▸ **Task instructions**
Copy out the data below word for word, everything from the line containing "point: green succulent" down to the line containing "column 734, row 539", both included, and nothing else.

▸ **Supplied entries**
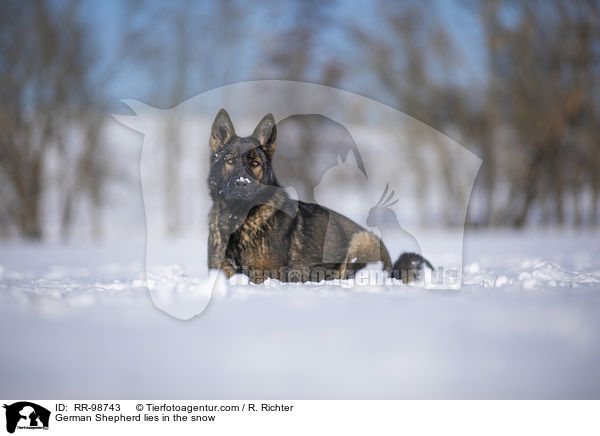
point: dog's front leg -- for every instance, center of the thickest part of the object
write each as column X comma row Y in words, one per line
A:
column 217, row 249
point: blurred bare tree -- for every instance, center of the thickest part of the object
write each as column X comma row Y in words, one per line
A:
column 45, row 93
column 534, row 122
column 188, row 47
column 544, row 70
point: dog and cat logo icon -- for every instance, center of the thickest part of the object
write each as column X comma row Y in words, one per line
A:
column 26, row 415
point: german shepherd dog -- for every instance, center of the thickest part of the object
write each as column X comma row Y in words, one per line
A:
column 255, row 228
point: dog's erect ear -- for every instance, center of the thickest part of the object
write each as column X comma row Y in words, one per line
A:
column 266, row 134
column 222, row 131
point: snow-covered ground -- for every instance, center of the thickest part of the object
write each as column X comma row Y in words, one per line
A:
column 77, row 322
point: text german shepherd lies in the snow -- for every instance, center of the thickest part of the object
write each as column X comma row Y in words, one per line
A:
column 255, row 228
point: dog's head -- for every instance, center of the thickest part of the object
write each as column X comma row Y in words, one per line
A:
column 241, row 167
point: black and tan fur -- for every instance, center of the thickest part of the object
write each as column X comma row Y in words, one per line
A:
column 256, row 229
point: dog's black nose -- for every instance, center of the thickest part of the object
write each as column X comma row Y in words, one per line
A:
column 241, row 182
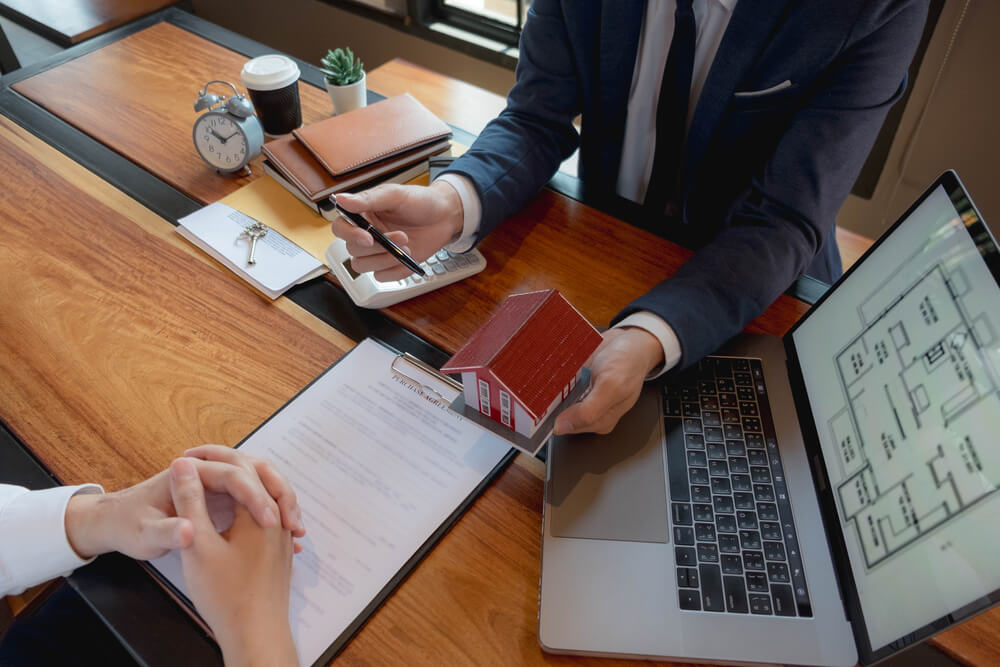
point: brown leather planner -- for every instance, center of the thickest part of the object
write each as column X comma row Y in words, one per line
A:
column 294, row 161
column 372, row 133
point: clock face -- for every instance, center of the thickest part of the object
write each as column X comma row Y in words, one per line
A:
column 220, row 141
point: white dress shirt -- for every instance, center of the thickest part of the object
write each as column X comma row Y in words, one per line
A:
column 711, row 19
column 33, row 543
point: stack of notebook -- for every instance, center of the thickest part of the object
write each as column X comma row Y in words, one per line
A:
column 389, row 140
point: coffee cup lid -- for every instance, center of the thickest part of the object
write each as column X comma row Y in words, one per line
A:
column 269, row 72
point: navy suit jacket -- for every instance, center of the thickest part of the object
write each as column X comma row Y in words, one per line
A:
column 763, row 175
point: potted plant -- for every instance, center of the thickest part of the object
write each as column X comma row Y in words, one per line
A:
column 345, row 80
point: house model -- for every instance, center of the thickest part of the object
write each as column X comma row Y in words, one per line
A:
column 525, row 361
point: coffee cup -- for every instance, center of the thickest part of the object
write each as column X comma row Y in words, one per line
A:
column 273, row 84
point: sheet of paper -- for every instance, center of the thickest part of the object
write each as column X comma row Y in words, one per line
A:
column 218, row 229
column 265, row 200
column 378, row 466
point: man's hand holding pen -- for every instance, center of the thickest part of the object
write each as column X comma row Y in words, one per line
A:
column 419, row 220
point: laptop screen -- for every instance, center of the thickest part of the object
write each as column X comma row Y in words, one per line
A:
column 901, row 366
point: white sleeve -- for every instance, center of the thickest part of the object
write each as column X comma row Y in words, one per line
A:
column 33, row 543
column 472, row 211
column 663, row 332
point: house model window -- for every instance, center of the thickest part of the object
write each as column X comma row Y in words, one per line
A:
column 519, row 366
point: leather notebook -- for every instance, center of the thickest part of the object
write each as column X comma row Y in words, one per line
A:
column 372, row 133
column 294, row 161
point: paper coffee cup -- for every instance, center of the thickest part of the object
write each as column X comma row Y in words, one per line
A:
column 273, row 84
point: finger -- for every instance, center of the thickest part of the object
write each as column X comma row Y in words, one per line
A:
column 163, row 535
column 244, row 486
column 353, row 236
column 385, row 197
column 279, row 488
column 189, row 497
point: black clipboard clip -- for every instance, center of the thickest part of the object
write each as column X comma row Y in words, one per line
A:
column 425, row 389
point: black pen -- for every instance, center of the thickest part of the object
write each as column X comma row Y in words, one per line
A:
column 380, row 238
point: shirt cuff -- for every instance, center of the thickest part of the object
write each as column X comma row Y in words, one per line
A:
column 36, row 548
column 472, row 211
column 663, row 332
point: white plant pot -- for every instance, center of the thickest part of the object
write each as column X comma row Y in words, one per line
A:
column 349, row 97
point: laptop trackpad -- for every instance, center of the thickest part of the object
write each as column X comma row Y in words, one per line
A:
column 611, row 487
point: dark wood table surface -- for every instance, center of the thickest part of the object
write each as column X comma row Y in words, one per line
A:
column 69, row 22
column 117, row 316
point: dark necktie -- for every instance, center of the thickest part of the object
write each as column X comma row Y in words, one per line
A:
column 671, row 113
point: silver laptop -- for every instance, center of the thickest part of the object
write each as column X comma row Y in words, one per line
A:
column 821, row 499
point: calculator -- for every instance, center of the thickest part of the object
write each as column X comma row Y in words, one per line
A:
column 443, row 268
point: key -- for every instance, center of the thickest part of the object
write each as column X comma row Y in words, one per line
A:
column 255, row 231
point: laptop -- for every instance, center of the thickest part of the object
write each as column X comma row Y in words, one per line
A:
column 824, row 498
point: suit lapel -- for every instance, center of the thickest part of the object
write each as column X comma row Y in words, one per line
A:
column 620, row 27
column 750, row 27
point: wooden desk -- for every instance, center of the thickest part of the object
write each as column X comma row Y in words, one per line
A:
column 69, row 22
column 474, row 598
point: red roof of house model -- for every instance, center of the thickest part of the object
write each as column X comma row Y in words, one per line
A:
column 534, row 345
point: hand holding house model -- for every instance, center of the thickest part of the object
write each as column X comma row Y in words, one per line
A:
column 524, row 366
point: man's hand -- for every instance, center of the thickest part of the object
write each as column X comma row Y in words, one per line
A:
column 141, row 521
column 238, row 580
column 618, row 368
column 420, row 220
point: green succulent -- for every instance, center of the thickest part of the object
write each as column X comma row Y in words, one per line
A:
column 341, row 67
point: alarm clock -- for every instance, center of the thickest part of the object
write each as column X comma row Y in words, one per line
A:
column 228, row 135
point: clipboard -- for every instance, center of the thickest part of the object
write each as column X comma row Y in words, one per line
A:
column 420, row 378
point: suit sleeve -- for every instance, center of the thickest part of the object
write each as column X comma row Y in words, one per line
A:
column 520, row 150
column 778, row 225
column 33, row 543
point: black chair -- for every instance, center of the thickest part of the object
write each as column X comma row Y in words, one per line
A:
column 8, row 61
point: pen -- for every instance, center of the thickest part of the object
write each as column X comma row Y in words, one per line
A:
column 381, row 239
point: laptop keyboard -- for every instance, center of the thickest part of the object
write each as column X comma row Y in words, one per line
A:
column 734, row 539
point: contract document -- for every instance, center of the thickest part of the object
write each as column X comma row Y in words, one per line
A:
column 381, row 468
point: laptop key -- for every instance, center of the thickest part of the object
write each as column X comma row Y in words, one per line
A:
column 778, row 572
column 736, row 595
column 741, row 483
column 784, row 601
column 705, row 532
column 725, row 523
column 703, row 512
column 681, row 513
column 685, row 556
column 698, row 475
column 767, row 511
column 732, row 565
column 750, row 539
column 701, row 494
column 774, row 551
column 708, row 553
column 718, row 468
column 723, row 504
column 716, row 450
column 696, row 458
column 711, row 587
column 770, row 530
column 738, row 464
column 694, row 440
column 760, row 604
column 757, row 582
column 689, row 600
column 729, row 544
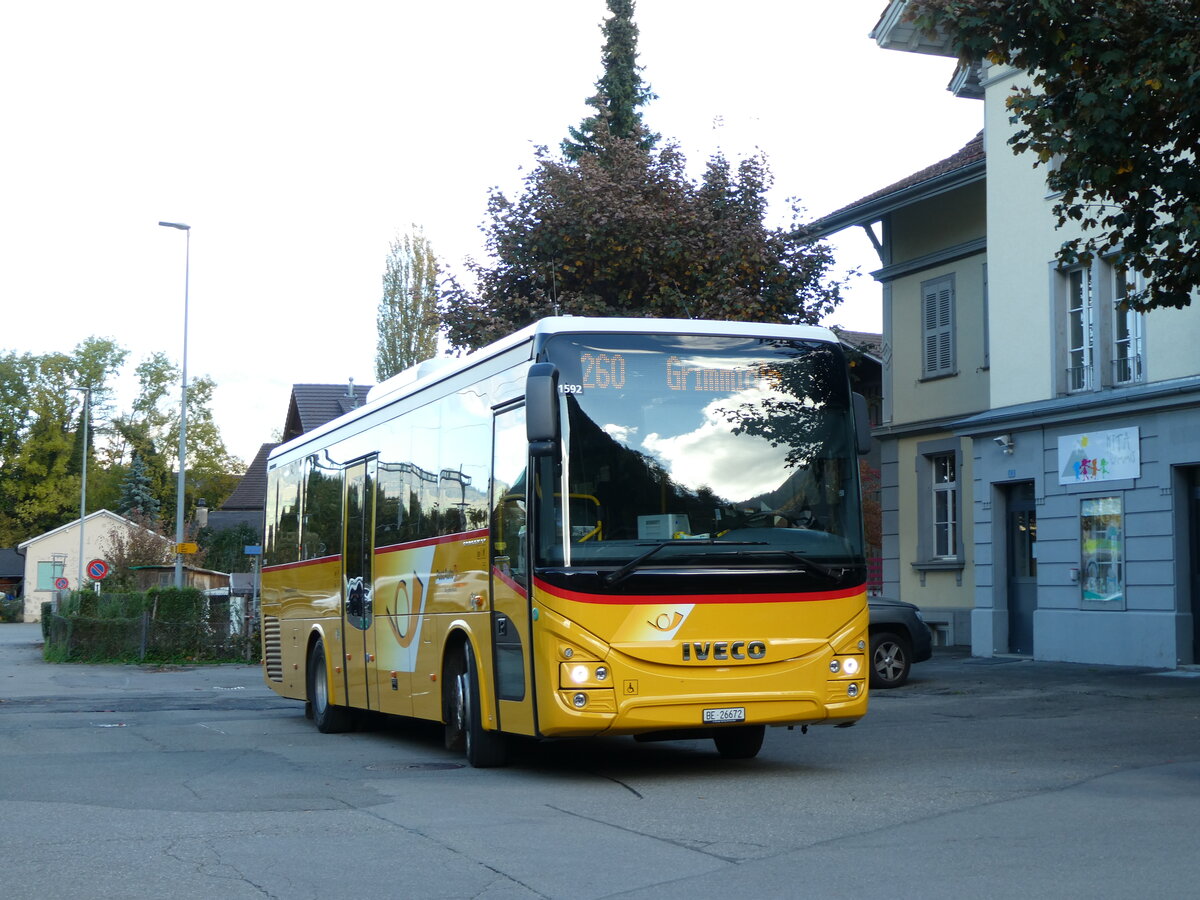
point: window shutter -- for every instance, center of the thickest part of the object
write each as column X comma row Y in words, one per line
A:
column 937, row 327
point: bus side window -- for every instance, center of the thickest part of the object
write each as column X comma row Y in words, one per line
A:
column 509, row 532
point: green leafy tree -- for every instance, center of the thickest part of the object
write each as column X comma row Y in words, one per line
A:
column 41, row 441
column 621, row 93
column 226, row 550
column 1114, row 107
column 630, row 234
column 407, row 321
column 150, row 431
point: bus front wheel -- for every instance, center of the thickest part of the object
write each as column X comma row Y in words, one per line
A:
column 465, row 724
column 742, row 742
column 330, row 719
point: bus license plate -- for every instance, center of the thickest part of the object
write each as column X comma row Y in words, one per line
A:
column 727, row 714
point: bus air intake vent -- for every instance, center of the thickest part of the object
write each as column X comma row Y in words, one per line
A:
column 273, row 648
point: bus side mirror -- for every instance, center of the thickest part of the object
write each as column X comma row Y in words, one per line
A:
column 862, row 424
column 541, row 409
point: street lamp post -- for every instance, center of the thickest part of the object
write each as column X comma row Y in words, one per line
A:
column 83, row 485
column 183, row 411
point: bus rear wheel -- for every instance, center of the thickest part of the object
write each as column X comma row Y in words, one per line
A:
column 465, row 724
column 739, row 743
column 329, row 719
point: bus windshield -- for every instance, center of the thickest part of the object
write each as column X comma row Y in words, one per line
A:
column 701, row 449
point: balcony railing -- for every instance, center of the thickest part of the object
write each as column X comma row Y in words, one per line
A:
column 1079, row 378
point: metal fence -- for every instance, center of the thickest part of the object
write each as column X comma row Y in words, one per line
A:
column 136, row 628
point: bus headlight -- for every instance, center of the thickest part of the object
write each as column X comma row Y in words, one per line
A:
column 845, row 665
column 583, row 675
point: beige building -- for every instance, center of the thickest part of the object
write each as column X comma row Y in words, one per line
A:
column 930, row 232
column 1041, row 439
column 53, row 562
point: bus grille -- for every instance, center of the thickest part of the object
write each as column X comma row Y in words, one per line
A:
column 273, row 648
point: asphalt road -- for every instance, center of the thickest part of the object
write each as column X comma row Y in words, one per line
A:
column 982, row 778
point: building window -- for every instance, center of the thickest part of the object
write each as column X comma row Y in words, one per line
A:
column 937, row 327
column 1127, row 358
column 47, row 573
column 1102, row 553
column 1080, row 330
column 945, row 505
column 940, row 507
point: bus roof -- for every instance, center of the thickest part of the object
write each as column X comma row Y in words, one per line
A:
column 431, row 371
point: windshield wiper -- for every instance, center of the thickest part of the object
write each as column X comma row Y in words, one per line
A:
column 623, row 571
column 813, row 564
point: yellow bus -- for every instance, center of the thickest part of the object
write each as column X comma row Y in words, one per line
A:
column 593, row 527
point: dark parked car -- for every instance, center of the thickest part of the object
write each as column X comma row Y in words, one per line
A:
column 899, row 637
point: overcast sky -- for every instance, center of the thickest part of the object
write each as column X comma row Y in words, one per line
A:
column 299, row 138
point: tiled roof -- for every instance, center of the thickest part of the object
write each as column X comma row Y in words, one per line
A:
column 868, row 342
column 313, row 405
column 251, row 491
column 971, row 154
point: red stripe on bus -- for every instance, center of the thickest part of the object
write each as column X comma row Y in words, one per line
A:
column 432, row 541
column 659, row 599
column 303, row 563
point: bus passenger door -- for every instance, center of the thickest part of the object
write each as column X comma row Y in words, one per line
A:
column 358, row 616
column 510, row 621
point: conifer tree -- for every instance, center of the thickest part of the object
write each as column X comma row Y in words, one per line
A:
column 137, row 491
column 619, row 91
column 407, row 321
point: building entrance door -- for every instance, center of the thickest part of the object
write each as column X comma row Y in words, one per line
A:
column 1023, row 567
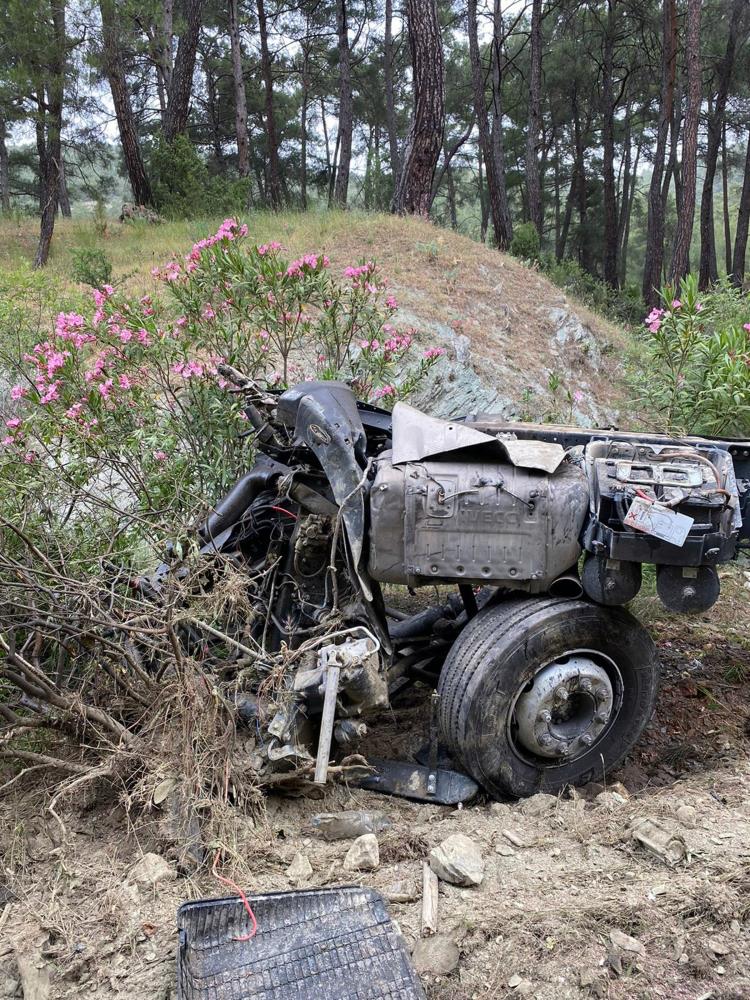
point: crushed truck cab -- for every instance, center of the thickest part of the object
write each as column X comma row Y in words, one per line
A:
column 542, row 677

▸ **Final answer**
point: green succulent -- for every instance, center of the thickest part of the object
write each as column X comma row Y in words, one per line
A:
column 341, row 67
point: alarm clock -- for every instance, center of the thickest part of the object
write each as column X comma row Y in words, one per line
A:
column 228, row 135
point: clipboard -- for every instance, center of the thickest part of the object
write each as column X comma row Y in words, one per line
A:
column 420, row 378
point: suit sleeve -- for every instance, center of the thickest part of the object
write each as column X comma row Y in words, one per line
A:
column 520, row 150
column 778, row 225
column 33, row 543
point: black chair -- for every instance, center of the thickest part of the object
write each as column X comma row Y in words, one per line
A:
column 8, row 61
point: pen -- for every instance, center of the thickest part of the object
write each as column X comma row Y in words, one per line
A:
column 381, row 239
point: laptop keyboard -- for every instance, center of the thickest part of the object
write each as column X comma row Y in words, one per line
A:
column 734, row 539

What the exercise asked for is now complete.